### Text passage
---+---
A thoroughly enjoyable early September week in London, Kent and Surrey
meeting Jim, Hester,
Damian, Pam, John, Kate, Bill, Brian, Ann (and new daughter Ruth),
Maeve........ -
good friends from sailing, Shell and EY, and including the first real
'shopping experience' I have had - in Harrods, only the 2nd time I had been
there - it  was like shopping in a museum or art gallery. The best was
the food hall where we bought very fairly priced scrumptious fresh food
for a BBQ for Iain and Mairead Adamsons (our kind hosts for the long
weekend). Then back
to Somerset to see our niece Tara and her fast growing 6 week old twins
Aiden and Harvey;
my Mum who at 85 is managing well in her own home (with a few changes), in
spite of  mini strokes which affect her memory. We also met up with the
Macdonalds (who in 'Helice' were net controllers with us crossing the
Atlantic in Nov 2003), they have set up a business - Mactra
shop - providing advice and buying and selling new
and 2nd hand equipment
for all long distance
cruisers. Their 2 daughters seemed to have gained from crossing the Atlantic
twice, instead of a year's school. From them we heard that about 6 of the
boats that crossed the Atlantic with us in 2003 and had left their boats in
Granada, had all been badly damaged by Ivan. Bill Southgate our RYA
insurance agent from Bishop Skinner (who is sailing the Atlantic himself
this year and is very good, says that he is dealing with at least 4 damage
claims already from Ivan). We felt for them, including
Noss of Dart who sent a moving email, but also
worried about Intrepid as Ivan was heading north....

Then with James back to USA. We hired a car for 3 weeks, drove the 3.5 hours
down to Deltaville Virginia and there was Intrepid, on stilts looking fine.
---+---
### Given information
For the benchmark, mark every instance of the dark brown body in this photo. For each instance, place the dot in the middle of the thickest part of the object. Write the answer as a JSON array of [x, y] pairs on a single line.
---+---
### Written request 1
From the travel journal, write out the passage starting at "Then with James" and ending at "stilts looking fine.".
### Written request 2
In the travel journal, what business did the Macdonalds set up?
This material plays no part in the work.

### Complete answer 1
Then with James back to USA. We hired a car for 3 weeks, drove the 3.5 hours
down to Deltaville Virginia and there was Intrepid, on stilts looking fine.

### Complete answer 2
Mactra shop, which provides advice and buys and sells new and second-hand equipment for long-distance cruisers.